==== The records
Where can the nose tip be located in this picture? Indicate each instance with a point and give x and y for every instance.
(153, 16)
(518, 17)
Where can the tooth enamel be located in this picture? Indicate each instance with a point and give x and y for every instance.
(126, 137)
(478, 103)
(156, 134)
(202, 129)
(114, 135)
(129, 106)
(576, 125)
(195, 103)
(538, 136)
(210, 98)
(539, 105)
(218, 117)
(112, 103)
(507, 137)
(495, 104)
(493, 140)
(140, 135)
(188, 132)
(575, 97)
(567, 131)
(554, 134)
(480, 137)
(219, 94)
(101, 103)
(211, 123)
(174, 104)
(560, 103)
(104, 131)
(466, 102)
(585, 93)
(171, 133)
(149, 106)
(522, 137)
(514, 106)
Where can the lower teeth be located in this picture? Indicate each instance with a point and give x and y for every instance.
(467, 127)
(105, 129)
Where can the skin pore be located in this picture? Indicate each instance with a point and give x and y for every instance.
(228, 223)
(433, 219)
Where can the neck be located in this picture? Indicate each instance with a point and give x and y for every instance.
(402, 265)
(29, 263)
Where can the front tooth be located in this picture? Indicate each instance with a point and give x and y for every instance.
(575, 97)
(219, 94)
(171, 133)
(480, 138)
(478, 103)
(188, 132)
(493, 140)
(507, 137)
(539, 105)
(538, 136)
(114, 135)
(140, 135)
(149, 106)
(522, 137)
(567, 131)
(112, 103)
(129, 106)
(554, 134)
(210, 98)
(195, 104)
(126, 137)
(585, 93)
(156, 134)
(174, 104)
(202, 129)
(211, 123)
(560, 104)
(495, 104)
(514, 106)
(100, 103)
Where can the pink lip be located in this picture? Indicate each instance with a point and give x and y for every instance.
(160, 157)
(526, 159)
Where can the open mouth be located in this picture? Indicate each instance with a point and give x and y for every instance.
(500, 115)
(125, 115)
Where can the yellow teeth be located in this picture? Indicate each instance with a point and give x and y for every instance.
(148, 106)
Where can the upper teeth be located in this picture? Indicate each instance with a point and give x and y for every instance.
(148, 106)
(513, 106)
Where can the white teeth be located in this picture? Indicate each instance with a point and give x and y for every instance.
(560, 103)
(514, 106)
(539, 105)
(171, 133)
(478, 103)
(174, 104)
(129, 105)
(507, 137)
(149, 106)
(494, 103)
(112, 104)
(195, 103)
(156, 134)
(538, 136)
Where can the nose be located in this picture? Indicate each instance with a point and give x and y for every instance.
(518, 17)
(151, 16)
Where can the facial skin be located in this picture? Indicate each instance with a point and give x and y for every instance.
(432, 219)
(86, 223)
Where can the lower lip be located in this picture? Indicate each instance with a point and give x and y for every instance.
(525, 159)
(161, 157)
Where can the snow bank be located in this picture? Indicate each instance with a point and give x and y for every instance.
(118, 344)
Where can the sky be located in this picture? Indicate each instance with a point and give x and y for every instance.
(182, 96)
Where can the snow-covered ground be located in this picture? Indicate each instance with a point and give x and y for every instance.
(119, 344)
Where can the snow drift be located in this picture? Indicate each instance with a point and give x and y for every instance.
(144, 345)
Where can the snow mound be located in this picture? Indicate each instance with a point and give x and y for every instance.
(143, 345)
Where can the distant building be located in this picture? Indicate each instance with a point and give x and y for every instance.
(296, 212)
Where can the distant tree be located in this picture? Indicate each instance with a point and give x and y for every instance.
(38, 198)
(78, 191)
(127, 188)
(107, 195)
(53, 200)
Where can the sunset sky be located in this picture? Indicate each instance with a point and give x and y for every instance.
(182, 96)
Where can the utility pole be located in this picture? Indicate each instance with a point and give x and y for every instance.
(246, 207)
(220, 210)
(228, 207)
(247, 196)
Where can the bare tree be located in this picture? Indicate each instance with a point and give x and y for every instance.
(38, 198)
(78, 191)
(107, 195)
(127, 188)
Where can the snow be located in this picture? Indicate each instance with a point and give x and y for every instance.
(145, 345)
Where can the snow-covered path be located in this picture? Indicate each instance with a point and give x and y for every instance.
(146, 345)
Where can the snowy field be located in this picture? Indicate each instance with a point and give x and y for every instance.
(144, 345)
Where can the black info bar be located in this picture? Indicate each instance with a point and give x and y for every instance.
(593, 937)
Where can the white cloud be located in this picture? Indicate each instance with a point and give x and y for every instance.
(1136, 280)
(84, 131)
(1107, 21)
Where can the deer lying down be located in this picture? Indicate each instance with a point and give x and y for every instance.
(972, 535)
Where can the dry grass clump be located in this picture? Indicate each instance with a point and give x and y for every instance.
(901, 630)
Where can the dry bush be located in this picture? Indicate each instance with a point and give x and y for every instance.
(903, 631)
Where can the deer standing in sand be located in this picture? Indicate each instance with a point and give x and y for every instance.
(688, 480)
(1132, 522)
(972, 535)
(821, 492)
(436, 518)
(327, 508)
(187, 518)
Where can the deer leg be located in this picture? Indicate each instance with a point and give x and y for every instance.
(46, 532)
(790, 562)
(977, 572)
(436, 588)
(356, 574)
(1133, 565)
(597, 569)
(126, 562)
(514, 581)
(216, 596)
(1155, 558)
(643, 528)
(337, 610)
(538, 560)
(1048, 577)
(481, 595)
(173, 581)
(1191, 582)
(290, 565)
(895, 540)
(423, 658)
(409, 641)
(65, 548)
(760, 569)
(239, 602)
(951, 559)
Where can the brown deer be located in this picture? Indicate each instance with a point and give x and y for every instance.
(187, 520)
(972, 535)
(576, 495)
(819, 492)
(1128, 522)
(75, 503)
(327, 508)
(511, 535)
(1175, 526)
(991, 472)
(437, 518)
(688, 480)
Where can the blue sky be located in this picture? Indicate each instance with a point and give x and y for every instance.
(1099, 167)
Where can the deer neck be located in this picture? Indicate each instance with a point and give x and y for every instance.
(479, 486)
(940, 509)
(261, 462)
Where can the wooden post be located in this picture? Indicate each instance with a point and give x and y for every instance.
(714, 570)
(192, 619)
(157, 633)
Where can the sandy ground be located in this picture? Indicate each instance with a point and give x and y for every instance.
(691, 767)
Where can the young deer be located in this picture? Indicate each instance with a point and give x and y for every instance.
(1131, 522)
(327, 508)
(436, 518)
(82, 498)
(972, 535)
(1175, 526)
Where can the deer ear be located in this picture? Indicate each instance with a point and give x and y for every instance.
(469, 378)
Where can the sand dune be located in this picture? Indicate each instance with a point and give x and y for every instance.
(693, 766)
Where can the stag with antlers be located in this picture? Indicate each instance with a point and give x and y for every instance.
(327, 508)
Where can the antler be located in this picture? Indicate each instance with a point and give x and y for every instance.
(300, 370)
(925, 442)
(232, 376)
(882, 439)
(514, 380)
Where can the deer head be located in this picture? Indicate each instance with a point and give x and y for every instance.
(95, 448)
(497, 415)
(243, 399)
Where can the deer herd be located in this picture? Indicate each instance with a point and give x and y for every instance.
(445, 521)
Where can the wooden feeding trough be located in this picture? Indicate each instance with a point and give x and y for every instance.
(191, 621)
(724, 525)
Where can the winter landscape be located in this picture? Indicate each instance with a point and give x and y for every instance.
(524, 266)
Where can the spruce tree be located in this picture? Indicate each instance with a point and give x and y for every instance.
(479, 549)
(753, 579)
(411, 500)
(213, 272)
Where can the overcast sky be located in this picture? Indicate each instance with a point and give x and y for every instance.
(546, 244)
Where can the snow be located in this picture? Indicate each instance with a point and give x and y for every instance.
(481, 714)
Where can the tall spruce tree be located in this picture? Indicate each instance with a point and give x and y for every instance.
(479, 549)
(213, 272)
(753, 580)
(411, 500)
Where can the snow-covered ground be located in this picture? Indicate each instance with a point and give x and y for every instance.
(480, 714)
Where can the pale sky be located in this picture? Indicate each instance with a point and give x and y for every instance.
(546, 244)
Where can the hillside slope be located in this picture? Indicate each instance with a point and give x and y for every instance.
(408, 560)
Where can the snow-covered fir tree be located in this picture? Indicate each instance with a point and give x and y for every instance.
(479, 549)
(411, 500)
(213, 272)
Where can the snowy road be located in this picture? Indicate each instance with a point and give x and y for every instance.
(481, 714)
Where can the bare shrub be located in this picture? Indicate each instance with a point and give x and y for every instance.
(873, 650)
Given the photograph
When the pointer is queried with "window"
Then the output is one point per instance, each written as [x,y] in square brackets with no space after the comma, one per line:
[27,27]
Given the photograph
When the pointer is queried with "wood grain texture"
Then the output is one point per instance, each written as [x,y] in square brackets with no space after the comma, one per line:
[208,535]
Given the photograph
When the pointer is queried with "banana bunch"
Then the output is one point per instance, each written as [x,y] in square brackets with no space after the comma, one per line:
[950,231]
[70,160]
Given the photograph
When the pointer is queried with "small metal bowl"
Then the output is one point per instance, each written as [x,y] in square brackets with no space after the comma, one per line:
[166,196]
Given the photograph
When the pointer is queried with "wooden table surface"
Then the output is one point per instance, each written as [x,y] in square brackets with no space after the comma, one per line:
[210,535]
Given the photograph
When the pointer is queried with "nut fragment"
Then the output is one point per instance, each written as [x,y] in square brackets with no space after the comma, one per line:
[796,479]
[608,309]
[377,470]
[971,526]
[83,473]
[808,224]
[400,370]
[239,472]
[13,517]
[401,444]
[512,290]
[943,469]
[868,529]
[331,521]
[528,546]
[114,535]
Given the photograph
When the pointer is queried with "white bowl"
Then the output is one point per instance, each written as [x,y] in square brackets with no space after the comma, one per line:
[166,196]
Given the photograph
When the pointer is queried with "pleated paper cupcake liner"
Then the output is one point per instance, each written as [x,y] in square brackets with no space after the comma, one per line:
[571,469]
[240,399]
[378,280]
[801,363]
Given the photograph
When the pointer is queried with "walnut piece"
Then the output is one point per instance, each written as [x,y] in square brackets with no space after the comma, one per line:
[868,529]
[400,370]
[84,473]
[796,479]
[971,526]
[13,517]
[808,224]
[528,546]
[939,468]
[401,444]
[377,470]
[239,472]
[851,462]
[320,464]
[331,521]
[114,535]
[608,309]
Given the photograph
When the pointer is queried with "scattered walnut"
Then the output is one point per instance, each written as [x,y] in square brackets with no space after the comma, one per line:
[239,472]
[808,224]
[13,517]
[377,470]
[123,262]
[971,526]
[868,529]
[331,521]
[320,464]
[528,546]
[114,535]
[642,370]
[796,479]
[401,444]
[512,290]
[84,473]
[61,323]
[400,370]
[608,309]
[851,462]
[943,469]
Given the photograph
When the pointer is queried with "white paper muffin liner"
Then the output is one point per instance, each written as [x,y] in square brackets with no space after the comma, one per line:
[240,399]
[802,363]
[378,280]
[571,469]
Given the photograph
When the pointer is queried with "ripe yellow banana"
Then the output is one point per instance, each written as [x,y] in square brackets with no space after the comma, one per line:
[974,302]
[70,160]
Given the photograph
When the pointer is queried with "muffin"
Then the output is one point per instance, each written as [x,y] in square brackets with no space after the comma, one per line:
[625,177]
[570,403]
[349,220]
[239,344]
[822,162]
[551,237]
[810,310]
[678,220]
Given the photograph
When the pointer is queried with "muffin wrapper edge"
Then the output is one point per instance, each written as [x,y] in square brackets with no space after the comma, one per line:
========
What is being asked: Scan the records above and show every line in which the word "paper" occurs.

Completed exercise:
When the pointer is queried with "pleated paper cupcake liner"
When the pointer is queried with "white paper muffin liner"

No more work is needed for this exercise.